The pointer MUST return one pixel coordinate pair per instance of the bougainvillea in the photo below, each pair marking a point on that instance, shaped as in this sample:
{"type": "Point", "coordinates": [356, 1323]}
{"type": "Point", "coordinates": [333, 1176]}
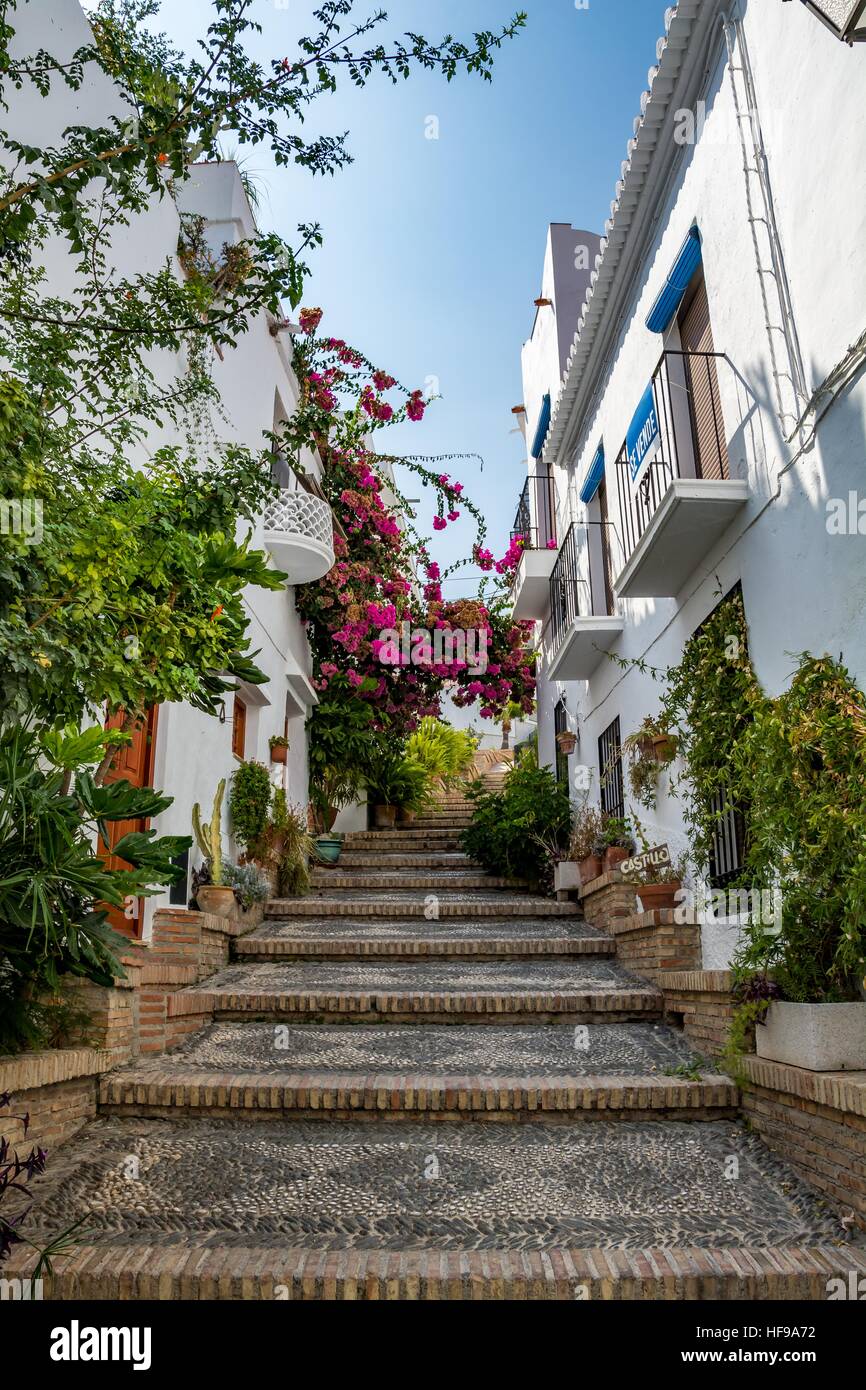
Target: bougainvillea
{"type": "Point", "coordinates": [378, 624]}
_ _ _ _ _ _ _
What is being asked
Please give back all the records above word for word, with no pictures included.

Finished task
The pointer MUST return one pixel coordinate pair per instance of the bougainvillea in the photo below, each pair marking a point on that instance, shaped as in this sample:
{"type": "Point", "coordinates": [356, 1323]}
{"type": "Point", "coordinates": [333, 1176]}
Target: bougainvillea
{"type": "Point", "coordinates": [378, 624]}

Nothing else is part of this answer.